PAGE EXCERPT
But Spain’s ministry of foreign affairs said the situation in the country is “under control”, with outbreaks “localised, isolated and controlled”.
It added in a statement: “We respect the decisions of the United Kingdom with whose authorities we are in contact.”
Labour’s shadow health secretary Jonathan Ashworth told Sophy Ridge on Sunday the decision has left holidaymakers “confused and distressed”.
“I understand why they’ve made the decision but, of course, the way in which this decision has been made in the last 24 hours is frankly shambolic,” he said.
The government is asking employers to be “understanding” of workers who need to self-isolate.
Mr Raab said no employee should be penalised for doing so, telling Sky News: “We are changing the rules – the law is changed in relation to holidaymakers and travellers – and of course we expect employers show those employees who will have to quarantine because of the law the flexibility they need.
“If someone is following the law in relation to quarantine and self-isolating the way they should, they can’t have penalties taken against them.”
Mr Ashworth called for “clarity” from the government on whether those who are required to self-isolate will get financial support “if their employers refuse it them”.
He added: “The way in which this decision has been communicated is obviously causing anxiety.”
The swift announcement even caught out a government minister, with Transport Secretary Grant Shapps now facing the prospect of self-isolating when he returns from Spain.
He flew there on Saturday morning to start his summer holiday.
“I think it shows you the risk for everyone,” Mr Raab said when asked about the situation facing his cabinet colleague.
“I spoke to Grant Shapps yesterday afternoon and it shows you that we’ve got swift measures that we can put in place.”
Asked what his reaction was, the foreign secretary replied: “Like anyone, I think he empathised with many other people going through that. But he recognised, of course, that we have to take these measures to protect the country.”
Mr Ashworth said: “You couldn’t make it up that Grant Shapps is over there on holiday in Spain when he is the transport secretary – I think that tells you everything about the sort of government approach to this.”

THINGS TO DO
- 1) In the news excerpt about the Spain quarantine decision, when did Grant Shapps fly to Spain?
- 2) Please copy the passage of the news excerpt that opens with the words containing "It added in" and closes with "flexibility they need.".
- 3) Which politicians are named in the news excerpt?

EXTRACTED DATA

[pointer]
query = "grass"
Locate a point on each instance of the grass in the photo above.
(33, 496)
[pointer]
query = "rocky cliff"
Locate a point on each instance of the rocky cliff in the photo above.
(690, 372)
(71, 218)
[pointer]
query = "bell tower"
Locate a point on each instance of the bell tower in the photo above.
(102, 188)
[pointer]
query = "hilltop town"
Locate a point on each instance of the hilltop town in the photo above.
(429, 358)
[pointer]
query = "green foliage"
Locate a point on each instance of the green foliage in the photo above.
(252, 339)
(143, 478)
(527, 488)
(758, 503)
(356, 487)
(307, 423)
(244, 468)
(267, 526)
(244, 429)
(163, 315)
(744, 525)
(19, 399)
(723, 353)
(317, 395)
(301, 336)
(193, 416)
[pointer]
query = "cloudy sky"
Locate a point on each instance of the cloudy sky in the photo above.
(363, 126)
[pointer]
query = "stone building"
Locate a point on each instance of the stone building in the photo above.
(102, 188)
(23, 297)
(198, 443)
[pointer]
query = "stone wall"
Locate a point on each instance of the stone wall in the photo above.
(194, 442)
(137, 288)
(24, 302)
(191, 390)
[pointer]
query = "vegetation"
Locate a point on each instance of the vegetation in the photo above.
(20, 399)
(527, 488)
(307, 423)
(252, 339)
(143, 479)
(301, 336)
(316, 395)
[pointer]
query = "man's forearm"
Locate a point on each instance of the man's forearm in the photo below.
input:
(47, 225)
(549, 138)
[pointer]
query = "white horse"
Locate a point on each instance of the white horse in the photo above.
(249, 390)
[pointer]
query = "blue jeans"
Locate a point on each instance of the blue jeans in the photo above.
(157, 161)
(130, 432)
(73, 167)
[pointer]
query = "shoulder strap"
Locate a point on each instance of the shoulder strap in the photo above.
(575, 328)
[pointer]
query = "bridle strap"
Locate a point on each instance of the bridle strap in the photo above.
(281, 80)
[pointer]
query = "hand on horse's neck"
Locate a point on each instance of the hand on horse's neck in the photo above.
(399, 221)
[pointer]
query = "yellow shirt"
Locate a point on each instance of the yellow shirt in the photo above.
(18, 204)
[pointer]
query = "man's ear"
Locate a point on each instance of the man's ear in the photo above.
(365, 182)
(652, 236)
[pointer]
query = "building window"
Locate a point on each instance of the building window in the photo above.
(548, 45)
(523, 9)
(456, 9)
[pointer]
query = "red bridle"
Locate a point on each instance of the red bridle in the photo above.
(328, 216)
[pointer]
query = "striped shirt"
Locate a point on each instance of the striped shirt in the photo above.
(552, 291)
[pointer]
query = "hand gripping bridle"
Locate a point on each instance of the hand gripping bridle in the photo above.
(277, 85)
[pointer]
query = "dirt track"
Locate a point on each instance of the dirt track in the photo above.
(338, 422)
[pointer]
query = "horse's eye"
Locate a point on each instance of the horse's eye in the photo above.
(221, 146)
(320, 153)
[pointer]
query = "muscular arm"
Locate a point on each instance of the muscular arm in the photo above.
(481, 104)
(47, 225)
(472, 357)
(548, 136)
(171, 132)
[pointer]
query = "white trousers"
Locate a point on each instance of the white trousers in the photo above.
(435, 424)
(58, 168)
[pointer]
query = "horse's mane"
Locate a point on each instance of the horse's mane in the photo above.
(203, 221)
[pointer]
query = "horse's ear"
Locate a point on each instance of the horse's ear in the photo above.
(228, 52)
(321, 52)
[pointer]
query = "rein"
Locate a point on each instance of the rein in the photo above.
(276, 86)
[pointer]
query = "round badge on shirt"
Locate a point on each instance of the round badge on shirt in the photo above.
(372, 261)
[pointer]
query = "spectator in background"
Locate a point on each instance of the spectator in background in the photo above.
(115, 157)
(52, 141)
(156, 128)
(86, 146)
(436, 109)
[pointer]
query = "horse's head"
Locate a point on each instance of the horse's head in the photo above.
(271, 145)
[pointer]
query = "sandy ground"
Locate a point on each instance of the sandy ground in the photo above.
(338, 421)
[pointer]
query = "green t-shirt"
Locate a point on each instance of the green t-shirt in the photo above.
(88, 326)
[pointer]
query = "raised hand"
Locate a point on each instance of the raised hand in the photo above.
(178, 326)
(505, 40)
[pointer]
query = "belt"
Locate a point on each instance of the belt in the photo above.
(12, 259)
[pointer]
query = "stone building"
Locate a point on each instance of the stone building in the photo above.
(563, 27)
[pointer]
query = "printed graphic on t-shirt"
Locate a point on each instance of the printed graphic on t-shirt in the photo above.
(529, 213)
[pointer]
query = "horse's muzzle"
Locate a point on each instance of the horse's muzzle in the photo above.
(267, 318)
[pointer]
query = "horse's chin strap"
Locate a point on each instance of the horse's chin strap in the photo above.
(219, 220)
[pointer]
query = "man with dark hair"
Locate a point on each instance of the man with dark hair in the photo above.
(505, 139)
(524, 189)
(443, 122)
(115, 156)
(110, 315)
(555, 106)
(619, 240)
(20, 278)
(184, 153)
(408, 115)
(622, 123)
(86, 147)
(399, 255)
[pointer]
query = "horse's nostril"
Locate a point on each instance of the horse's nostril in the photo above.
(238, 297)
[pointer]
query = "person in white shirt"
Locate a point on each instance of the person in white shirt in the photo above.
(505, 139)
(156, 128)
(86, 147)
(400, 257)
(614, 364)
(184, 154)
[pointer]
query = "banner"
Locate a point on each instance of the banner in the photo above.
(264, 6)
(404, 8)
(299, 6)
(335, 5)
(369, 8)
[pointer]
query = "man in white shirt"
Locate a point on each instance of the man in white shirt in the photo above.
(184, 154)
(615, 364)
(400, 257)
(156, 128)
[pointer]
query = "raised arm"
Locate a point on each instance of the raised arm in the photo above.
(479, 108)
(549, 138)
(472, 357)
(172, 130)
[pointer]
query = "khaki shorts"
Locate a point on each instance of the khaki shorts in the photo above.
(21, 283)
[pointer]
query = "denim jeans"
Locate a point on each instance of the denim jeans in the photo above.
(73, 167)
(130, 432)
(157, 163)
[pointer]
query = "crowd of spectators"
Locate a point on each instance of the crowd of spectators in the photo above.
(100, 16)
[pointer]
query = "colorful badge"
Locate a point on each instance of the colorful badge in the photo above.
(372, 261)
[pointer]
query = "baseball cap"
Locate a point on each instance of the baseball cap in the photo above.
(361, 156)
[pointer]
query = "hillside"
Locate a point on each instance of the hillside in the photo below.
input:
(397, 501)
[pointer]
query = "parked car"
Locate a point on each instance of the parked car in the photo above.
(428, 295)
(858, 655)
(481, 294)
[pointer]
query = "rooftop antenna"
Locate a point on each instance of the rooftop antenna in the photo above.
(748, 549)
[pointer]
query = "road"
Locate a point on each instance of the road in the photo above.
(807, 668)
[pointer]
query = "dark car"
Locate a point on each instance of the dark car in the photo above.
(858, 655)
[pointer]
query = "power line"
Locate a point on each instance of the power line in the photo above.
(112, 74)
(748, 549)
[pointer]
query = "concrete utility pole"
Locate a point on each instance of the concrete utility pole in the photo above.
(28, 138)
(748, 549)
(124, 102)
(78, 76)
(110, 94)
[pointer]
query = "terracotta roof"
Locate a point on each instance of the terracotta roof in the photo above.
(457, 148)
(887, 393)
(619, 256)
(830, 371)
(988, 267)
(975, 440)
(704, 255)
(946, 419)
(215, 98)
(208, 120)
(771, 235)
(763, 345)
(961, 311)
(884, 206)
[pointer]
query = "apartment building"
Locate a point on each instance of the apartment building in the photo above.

FULL SOLUTIONS
- 1) Saturday morning

- 2)
It added in a statement: “We respect the decisions of the United Kingdom with whose authorities we are in contact.”
Labour’s shadow health secretary Jonathan Ashworth told Sophy Ridge on Sunday the decision has left holidaymakers “confused and distressed”.
“I understand why they’ve made the decision but, of course, the way in which this decision has been made in the last 24 hours is frankly shambolic,” he said.
The government is asking employers to be “understanding” of workers who need to self-isolate.
Mr Raab said no employee should be penalised for doing so, telling Sky News: “We are changing the rules – the law is changed in relation to holidaymakers and travellers – and of course we expect employers show those employees who will have to quarantine because of the law the flexibility they need.

- 3) Jonathan Ashworth, Mr Raab, Grant Shapps